Tell us what’s happening:
My algo. works only on first case and case where there’s not enough money in cashregister. My question is: How to “jump” to next value and add denomination and sum of that denomination/banknote i.e “quarter”, 0.5 for example using already existing (my)code. I either don’t see obvious, or just tired since i’m on this for couple of days now from noon to 2-3am(today: 3:35am) … As you can see, in commented code, what i already tried.
Edit1: Althrough My english is rather good for non english speaker, due to exhaustion, i’m may sound as neanderthal trying to explain string theory to an alien from alternate universe. So, feel
to ask for any clarification you may need.

# Material
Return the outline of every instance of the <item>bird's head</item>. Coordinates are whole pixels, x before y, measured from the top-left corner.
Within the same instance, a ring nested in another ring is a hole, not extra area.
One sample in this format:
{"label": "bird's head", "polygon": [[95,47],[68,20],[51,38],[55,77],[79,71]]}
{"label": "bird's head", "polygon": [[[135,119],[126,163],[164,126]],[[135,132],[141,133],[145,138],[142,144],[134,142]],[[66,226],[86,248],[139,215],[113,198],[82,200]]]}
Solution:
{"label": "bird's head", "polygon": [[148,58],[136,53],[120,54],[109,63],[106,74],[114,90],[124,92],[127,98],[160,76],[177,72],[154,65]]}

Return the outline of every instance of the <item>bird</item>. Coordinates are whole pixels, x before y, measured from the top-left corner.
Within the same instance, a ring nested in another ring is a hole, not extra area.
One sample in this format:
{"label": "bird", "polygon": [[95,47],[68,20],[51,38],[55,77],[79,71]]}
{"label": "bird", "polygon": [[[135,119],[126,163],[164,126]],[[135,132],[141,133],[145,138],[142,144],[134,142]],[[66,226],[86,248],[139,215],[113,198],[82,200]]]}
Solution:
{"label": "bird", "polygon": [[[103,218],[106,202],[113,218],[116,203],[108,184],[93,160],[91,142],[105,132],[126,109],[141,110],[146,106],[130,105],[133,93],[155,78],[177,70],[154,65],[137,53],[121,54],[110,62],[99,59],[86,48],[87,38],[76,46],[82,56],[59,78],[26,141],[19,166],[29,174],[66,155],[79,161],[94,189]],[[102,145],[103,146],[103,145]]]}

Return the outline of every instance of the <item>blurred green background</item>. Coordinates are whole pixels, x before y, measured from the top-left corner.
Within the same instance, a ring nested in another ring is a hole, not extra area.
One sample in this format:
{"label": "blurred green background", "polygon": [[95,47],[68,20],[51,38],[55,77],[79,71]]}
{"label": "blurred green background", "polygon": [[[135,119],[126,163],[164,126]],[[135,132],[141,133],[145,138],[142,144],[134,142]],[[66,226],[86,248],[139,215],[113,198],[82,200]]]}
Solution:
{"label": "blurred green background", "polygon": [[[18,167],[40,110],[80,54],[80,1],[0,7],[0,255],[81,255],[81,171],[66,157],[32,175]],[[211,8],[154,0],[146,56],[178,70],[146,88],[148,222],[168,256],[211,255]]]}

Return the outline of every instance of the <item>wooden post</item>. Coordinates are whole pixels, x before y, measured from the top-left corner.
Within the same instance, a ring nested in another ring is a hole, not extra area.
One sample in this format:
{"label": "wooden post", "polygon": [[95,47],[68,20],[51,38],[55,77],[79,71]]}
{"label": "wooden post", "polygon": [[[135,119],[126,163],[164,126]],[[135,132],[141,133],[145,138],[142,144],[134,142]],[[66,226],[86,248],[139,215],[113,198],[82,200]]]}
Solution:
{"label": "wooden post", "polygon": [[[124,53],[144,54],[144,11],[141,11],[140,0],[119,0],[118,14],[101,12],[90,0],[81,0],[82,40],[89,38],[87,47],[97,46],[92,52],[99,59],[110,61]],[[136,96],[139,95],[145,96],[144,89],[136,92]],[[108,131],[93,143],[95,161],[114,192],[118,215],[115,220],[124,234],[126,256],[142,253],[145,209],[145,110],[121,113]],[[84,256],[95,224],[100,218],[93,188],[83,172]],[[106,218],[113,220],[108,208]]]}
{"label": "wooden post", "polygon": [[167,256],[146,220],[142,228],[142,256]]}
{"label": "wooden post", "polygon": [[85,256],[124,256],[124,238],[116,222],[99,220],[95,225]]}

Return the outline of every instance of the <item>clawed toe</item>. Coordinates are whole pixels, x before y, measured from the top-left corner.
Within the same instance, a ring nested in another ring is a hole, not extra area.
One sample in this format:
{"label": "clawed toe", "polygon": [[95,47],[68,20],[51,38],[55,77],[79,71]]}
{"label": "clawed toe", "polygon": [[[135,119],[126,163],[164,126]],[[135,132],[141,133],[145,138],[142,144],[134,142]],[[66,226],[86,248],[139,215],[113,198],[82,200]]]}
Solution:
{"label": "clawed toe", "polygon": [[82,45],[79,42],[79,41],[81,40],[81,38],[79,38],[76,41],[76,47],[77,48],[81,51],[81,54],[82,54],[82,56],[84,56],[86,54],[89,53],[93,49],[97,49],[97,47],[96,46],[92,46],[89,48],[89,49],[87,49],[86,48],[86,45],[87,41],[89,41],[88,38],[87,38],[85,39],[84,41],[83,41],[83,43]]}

# Required actions
a) Answer these from the cash register forum post:
(i) On which cases does the poster's algorithm work?
(ii) What time does the poster give for today's session?
(iii) Where can readers see what the poster already tried?
b) Resume the cash register forum post after its final sentence.
The material plays no part in this.

# Exercise answers
a)
(i) The first case and the case where there's not enough money in the cash register.
(ii) 3:35am.
(iii) In the commented code.

b)
Update No.1(code): Update No.2(code): It works now
Your code so far
// Create an object which hold the denominations and their values
function checkCashRegister(price, cash, cid) {
let thirdParCid = {
names: [],
vals: []
};
thirdParCid.names=cid.map(x => x[0]); //imena novcanica u kasi(banknote)/names of bill-coins
thirdParCid.vals=cid.map(x => x[1]); //kolicina novcanica po banknoti u kasi//sum of bills per banknote
var cashRegisterSum = thirdParCid.vals.reduce((x,y)=>x+y);//ukupna kolicina novca u kasi.//complete sum of all money in cash-register
var obj1 = {
banknote: [...thirdParCid.names],//Imena banknota/names of bill-coins
initial: [0.01, 0.05, 0.1, 0.25, 1, 5, 10, 20, 100],//Vrednost banknota/values of bill-coins
sum: [...thirdParCid.vals],//suma novcanica po banknoti u kasi/sum of bills per banknote
num: [],//kolicina novcanica po banknoti u kasi/complete sum of all money in cash-register per banknote
kusur: (cash-price)//kusur/change
};
obj1.num = thirdParCid.vals.map((n,i) => n / obj1.initial[i]);
obj1.obj1Len = obj1.banknote.length-1;//Duzina niza objekta./how many banknotes are..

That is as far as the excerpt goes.